OBJECTIVES:
- A) Please extract the passage of the CAT blog post between "When I first" and "with other tools.", inclusive.
- B) How many minutes does the writer of the CAT blog post give themselves to write it?

EXCERPT PROVIDED:
= = = = =

When reality hits…

I am working on a tool, CAT, to allow teachers to create English literacy content” What is CAT? English literacy content? You mean like Blackboard? These are some of the questions I’ve been getting throughout this summer from classmates, teachers, friends and family members. Yesterday, while I was explaining the work that the iSTEP 2011 team is doing and CAT in particular to a friend, I realized that parts of my answers have changed [evolved] during the past eight weeks. Each one of our three projects had to be molded to fit our needs assessment results causing each one to evolve in a different path often different than what was originally planned. I like to use the verb evolve because it seems more natural to me.  Saying change feels like replacing one thing with another while evolve is more of an adaptation to circumstances and events…I can elaborate more on the topic but I will save it to another blog post.  Thus, the purpose of this blog is to present the Content Authoring Tool from two different angles: expectations versus reality and to talk about how the project is evolving to adapt to the needs of the local Uruguayan community. I am focusing on the Content Authoring Tool because of two main reasons:

  • Time: I am timing myself to write this blog in 30 minutes and
  • Knowledge: I will leave it to Elise and Afnan to talk about their projects [creating a chain reaction maybe?]

When I first started working on CAT, I knew that I had the “cushion” of reusing some of the old CAT code developed by iSTEP 2010 interns but I also knew that I would have to adapt it to address the needs of our partners. While the initial idea was still the same: providing a platform for educators to create English literacy content to be used by OCT and FBT, the way it’s been executed has evolved:

  • Expectation n#1:teachers will be able to access the CAT using reliable internet connection and from there create and share content with other tools.
    • Reality: Internet connectivity is very unreliable at the school we are working with.

= = = = =

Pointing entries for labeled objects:
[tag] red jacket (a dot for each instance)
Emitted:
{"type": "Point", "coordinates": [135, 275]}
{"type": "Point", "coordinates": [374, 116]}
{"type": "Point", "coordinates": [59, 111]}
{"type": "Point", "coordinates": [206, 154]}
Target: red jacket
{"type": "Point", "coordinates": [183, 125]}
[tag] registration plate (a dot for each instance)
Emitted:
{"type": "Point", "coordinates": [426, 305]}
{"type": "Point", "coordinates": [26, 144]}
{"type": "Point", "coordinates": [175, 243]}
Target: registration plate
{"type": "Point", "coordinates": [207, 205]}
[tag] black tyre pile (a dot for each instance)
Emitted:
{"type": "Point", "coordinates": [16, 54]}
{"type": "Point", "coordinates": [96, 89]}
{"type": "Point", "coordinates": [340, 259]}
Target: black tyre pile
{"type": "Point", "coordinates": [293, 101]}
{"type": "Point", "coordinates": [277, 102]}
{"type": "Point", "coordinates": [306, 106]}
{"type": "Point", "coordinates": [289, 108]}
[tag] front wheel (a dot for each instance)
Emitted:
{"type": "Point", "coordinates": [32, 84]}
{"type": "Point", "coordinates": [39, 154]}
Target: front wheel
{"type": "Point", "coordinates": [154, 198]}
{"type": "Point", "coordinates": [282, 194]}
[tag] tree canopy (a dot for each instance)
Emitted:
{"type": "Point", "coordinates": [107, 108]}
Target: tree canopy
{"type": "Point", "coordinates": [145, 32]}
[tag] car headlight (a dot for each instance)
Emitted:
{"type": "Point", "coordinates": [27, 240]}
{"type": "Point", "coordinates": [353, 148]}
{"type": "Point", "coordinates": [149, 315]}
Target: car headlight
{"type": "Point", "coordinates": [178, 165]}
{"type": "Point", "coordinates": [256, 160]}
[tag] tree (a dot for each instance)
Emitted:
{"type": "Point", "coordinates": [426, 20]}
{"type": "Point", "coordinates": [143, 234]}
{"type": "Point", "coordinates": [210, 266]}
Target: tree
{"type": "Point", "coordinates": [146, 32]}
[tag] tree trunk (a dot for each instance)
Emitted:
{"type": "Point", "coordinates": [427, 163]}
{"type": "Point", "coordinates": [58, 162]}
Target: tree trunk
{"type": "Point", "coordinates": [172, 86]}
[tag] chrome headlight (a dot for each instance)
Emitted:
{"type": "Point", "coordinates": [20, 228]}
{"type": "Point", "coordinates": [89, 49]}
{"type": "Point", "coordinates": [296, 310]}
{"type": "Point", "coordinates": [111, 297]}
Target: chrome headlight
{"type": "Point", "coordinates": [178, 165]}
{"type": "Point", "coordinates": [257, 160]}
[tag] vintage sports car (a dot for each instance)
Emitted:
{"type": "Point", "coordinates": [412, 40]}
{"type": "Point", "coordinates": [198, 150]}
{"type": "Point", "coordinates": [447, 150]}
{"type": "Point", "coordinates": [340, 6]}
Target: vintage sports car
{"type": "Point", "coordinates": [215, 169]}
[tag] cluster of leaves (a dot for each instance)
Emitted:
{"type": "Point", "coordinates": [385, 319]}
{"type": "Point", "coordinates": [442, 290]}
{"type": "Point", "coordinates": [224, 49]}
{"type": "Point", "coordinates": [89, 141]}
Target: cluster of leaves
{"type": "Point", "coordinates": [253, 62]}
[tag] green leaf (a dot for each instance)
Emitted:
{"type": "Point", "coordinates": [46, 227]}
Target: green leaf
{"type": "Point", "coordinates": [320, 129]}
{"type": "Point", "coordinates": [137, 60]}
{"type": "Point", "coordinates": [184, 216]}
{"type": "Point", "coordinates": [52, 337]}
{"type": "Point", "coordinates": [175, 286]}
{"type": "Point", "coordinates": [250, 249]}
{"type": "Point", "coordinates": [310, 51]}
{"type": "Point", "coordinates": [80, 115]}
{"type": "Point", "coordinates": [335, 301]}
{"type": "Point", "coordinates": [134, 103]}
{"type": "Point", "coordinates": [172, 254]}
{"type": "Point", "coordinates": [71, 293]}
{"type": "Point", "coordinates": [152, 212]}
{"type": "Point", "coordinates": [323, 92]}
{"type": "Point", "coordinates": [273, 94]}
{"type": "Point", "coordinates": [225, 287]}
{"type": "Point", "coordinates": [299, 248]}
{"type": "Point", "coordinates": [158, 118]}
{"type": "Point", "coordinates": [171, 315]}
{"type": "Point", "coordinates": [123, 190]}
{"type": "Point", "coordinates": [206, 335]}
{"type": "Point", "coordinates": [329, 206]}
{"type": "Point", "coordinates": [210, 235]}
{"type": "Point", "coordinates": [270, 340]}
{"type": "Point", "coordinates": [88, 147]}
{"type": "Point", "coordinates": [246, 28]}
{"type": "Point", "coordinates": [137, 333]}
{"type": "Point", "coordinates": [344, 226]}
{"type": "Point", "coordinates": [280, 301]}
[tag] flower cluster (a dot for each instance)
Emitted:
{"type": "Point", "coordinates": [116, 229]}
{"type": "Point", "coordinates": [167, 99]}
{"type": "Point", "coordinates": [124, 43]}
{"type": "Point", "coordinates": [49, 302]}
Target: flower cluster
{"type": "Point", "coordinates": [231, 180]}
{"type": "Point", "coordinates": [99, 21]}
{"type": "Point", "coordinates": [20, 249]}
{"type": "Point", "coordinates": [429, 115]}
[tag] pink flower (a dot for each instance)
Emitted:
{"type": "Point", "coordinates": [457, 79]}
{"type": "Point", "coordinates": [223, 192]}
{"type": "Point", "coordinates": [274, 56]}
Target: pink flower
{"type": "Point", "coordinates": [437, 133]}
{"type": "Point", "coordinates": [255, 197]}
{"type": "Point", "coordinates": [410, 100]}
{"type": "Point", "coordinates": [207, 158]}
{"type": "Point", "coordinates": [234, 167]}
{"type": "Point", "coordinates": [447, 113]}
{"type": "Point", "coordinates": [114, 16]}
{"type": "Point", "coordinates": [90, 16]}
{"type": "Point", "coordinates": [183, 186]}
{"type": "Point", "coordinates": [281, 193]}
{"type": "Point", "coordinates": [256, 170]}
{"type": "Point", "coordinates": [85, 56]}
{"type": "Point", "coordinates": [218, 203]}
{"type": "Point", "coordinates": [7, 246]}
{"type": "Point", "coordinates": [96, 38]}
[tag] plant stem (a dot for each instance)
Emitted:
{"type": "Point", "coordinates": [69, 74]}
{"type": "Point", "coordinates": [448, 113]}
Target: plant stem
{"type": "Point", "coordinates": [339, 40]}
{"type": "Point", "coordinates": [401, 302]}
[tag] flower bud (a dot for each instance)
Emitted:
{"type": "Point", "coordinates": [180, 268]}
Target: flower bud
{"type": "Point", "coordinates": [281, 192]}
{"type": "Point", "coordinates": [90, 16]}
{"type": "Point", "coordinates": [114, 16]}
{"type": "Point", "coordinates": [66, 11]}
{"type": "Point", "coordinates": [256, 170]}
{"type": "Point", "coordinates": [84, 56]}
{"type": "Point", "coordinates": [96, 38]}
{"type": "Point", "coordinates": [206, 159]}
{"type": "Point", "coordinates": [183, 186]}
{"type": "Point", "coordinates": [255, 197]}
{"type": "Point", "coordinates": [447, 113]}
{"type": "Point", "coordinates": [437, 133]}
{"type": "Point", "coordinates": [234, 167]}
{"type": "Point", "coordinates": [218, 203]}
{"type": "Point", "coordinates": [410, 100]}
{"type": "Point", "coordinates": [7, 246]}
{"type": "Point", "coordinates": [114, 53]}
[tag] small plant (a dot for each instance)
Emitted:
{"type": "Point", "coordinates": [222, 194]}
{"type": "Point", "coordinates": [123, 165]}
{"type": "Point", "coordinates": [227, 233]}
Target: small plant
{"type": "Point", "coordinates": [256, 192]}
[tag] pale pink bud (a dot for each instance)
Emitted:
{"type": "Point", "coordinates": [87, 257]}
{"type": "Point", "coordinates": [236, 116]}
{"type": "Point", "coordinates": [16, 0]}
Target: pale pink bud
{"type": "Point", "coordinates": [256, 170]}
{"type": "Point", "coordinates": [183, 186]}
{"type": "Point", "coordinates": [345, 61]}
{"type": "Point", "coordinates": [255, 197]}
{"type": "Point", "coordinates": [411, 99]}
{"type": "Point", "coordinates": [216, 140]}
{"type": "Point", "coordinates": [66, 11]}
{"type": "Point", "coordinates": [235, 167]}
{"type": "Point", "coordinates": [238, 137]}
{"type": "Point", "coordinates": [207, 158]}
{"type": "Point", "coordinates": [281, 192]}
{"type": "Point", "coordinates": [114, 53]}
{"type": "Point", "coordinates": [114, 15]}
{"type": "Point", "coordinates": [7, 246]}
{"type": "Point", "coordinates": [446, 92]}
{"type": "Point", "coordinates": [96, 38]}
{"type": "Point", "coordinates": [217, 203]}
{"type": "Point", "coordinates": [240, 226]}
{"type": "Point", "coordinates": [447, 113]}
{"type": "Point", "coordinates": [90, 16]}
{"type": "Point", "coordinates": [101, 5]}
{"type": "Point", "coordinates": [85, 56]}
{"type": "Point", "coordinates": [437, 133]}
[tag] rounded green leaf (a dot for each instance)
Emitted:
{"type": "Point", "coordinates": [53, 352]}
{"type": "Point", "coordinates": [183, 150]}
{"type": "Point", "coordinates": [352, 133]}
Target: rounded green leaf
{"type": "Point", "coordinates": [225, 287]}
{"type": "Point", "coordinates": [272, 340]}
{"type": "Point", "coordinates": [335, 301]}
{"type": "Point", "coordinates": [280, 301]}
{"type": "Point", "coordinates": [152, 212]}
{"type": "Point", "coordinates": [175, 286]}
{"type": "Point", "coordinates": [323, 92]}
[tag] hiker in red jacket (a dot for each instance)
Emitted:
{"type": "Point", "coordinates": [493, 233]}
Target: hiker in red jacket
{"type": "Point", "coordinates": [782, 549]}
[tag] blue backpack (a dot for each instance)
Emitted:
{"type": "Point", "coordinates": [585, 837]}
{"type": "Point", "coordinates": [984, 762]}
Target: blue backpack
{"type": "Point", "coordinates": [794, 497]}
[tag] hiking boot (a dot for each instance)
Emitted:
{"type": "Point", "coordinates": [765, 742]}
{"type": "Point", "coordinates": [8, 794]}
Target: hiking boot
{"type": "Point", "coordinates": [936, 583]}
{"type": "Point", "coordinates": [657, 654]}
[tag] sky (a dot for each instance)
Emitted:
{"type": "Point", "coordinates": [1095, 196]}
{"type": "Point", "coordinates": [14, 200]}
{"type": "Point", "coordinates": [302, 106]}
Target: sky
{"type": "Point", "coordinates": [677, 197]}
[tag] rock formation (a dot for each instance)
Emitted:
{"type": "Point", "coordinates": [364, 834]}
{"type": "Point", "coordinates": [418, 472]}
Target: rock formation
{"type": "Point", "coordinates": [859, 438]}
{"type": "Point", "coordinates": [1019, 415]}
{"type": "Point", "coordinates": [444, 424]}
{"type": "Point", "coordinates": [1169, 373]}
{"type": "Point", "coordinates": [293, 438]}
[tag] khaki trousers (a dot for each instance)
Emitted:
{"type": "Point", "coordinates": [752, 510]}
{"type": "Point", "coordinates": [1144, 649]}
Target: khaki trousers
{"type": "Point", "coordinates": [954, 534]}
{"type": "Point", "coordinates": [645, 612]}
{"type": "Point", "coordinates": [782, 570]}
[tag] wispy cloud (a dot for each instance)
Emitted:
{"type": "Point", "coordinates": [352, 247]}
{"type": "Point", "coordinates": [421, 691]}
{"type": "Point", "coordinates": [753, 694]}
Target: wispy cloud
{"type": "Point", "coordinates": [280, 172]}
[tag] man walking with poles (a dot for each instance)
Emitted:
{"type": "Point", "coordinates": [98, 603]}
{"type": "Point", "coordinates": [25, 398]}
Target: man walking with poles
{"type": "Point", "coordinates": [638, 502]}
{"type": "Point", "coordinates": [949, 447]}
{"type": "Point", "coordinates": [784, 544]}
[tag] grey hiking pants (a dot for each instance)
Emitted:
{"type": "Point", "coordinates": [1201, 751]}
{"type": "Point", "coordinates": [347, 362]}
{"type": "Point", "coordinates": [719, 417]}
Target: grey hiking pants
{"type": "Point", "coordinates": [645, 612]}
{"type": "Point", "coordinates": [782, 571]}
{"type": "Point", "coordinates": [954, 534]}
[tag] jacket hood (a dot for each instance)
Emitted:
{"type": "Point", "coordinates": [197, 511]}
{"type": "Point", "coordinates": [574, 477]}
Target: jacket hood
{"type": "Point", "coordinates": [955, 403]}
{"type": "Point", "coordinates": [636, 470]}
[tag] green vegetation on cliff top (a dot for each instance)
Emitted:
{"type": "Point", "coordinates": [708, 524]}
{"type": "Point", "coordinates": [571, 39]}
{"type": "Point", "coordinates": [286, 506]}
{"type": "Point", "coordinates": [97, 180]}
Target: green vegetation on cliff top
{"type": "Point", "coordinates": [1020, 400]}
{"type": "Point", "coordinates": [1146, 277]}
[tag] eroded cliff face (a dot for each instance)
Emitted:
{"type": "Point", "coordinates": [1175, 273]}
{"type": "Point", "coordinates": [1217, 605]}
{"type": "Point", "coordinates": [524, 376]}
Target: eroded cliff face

= = = = =

SOLUTIONS:
- A)
When I first started working on CAT, I knew that I had the “cushion” of reusing some of the old CAT code developed by iSTEP 2010 interns but I also knew that I would have to adapt it to address the needs of our partners. While the initial idea was still the same: providing a platform for educators to create English literacy content to be used by OCT and FBT, the way it’s been executed has evolved:

  • Expectation n#1:teachers will be able to access the CAT using reliable internet connection and from there create and share content with other tools.

- B) 30 minutes.